--- begin Dataset records ---
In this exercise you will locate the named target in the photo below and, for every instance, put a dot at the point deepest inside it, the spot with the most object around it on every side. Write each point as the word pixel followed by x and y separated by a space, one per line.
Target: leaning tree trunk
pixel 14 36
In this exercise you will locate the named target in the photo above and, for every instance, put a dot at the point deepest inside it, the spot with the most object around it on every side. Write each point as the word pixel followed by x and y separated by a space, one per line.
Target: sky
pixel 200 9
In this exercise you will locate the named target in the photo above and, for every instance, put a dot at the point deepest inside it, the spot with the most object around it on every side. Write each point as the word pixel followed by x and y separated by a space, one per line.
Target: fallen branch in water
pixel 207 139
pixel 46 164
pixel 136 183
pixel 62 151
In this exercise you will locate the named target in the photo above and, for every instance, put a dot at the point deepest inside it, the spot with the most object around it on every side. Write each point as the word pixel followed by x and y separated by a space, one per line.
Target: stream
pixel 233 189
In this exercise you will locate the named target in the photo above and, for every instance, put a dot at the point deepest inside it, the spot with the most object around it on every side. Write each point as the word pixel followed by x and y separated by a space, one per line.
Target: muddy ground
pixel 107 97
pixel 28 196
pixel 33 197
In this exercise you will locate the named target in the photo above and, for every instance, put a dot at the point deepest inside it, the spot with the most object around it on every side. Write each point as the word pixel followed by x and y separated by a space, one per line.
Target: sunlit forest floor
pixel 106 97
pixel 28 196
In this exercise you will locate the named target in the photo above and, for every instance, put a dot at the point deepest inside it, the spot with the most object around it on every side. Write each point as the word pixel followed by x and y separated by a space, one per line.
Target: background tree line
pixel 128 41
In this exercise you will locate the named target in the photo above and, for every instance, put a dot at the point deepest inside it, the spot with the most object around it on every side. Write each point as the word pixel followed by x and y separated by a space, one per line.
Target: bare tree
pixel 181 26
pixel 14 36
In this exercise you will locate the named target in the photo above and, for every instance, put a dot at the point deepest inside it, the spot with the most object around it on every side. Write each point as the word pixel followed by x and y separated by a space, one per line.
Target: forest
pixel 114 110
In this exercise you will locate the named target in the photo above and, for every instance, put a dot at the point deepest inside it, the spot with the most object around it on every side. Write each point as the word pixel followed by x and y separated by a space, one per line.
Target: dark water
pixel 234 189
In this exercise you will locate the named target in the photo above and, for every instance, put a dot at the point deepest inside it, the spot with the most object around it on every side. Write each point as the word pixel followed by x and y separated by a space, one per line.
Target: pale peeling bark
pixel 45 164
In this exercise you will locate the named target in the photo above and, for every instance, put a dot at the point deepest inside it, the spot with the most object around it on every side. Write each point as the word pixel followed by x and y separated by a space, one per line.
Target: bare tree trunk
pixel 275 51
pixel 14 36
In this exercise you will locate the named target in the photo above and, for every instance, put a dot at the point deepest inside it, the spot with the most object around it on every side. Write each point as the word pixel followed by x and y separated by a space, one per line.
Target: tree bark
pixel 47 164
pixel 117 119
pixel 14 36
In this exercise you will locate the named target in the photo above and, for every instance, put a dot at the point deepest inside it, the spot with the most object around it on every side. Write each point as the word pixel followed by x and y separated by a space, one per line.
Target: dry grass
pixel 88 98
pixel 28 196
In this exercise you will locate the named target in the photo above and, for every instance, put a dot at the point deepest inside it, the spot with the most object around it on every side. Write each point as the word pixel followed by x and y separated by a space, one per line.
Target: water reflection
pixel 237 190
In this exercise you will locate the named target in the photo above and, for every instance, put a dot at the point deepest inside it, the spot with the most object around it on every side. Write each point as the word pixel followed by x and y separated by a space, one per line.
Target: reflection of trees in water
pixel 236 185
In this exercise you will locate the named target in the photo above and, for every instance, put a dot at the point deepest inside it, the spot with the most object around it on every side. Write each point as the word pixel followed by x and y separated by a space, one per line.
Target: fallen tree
--- end Dataset records ---
Short problem:
Write out the lines above exactly as they appear, every one of them.

Reply:
In this exercise you will locate the named target in the photo below and, for every instance, put a dot at the point deepest inside it, the spot with the most object around it on every side. Write each point as the word pixel followed by x and y separated by a space, one per line.
Target: leaning tree trunk
pixel 14 36
In this exercise you will locate the named target in the photo above and, for every instance, put a dot at the point deepest inside it, the spot with the most object around it on every side. Write each point as the word pixel followed by x and y separated by a space, one per line.
Target: sky
pixel 200 9
In this exercise you will locate the named target in the photo above and, for every instance, put a dot at the point deepest inside it, the spot with the most object around it on every side. Write each point as the word pixel followed by x and y separated by a space, one per line.
Target: fallen branch in water
pixel 207 139
pixel 46 164
pixel 136 183
pixel 62 151
In this exercise you will locate the named target in the photo above and, for every instance, put a dot at the point deepest inside it, the spot with the most object around it on every side. Write each point as the word pixel followed by x and y separated by a space, one per line.
Target: stream
pixel 233 189
In this exercise you will locate the named target in the photo above and, for every instance, put a dot at the point deepest inside it, the spot with the most object around it on every side. Write each point as the word pixel followed by x and y separated by a space, one per line.
Target: muddy ground
pixel 107 97
pixel 28 196
pixel 33 197
In this exercise you will locate the named target in the photo above and, for every instance, put a dot at the point deepest inside it, the spot with the most object around it on every side. Write each point as the word pixel followed by x and y separated by a space, one per line.
Target: sunlit forest floor
pixel 106 97
pixel 28 196
In this exercise you will locate the named target in the photo above and, for every instance, put a dot at the point deepest inside it, the spot with the most object around it on every side. Write each point as the word pixel followed by x and y separated by a space, one per line.
Target: background tree line
pixel 128 41
In this exercise you will locate the named target in the photo above and, for every instance, put a dot at the point deepest inside it, the spot with the most object around it on every side. Write each point as the word pixel followed by x and y separated by a space, one per line.
Target: bare tree
pixel 181 26
pixel 14 36
In this exercise you will locate the named target in the photo above and, for every instance, put a dot at the point deepest inside it, the spot with the most object around it on every side. Write each point as the word pixel followed by x and y separated by a space, one per line.
Target: forest
pixel 114 110
In this exercise you will locate the named target in the photo above and, for every instance, put a dot at the point deepest inside it, the spot with the most object around it on every side. Write each point as the word pixel followed by x and y separated by a space, one per line.
Target: dark water
pixel 234 189
In this exercise you will locate the named target in the photo above and, for every instance, put a dot at the point deepest inside it, the spot with the most object around it on every side. Write each point as the word pixel followed by x and y separated by a space, one per line.
Target: pale peeling bark
pixel 45 164
In this exercise you will locate the named target in the photo above and, for every instance, put a dot at the point deepest inside it, the spot with the most object around it on every side. Write each point as the word pixel followed by x and y separated by a space, one per line.
Target: bare tree trunk
pixel 275 51
pixel 14 36
In this exercise you will locate the named target in the photo above and, for every instance, put a dot at the point deepest inside it, the spot with the most object around it on every side. Write each point as the word pixel followed by x and y separated by a space, one per line.
Target: tree bark
pixel 47 164
pixel 117 119
pixel 14 36
In this exercise you will locate the named target in the photo above and, for every instance, put a dot at the point deepest inside it, the spot with the most object around it on every side. Write each point as the word pixel followed by x and y separated by a space, one per line.
Target: dry grass
pixel 88 98
pixel 28 196
In this exercise you will locate the named target in the photo above and, for every instance, put a dot at the point deepest inside it, the spot with the most object around it on every side. Write each point as the word pixel followed by x and y separated by a space, one per line.
Target: water reflection
pixel 237 190
In this exercise you will locate the named target in the photo above and, for every instance, put a dot at the point deepest inside it, the spot with the most object around it on every side. Write each point as the word pixel followed by x and y separated by a space, one per line.
Target: reflection of trees in water
pixel 236 185
In this exercise you will locate the named target in the photo above and, for every instance, put a dot at the point deepest inside it, the spot with the most object around it on every side. Write each point as the word pixel followed by x and y separated by a space, one per line.
Target: fallen tree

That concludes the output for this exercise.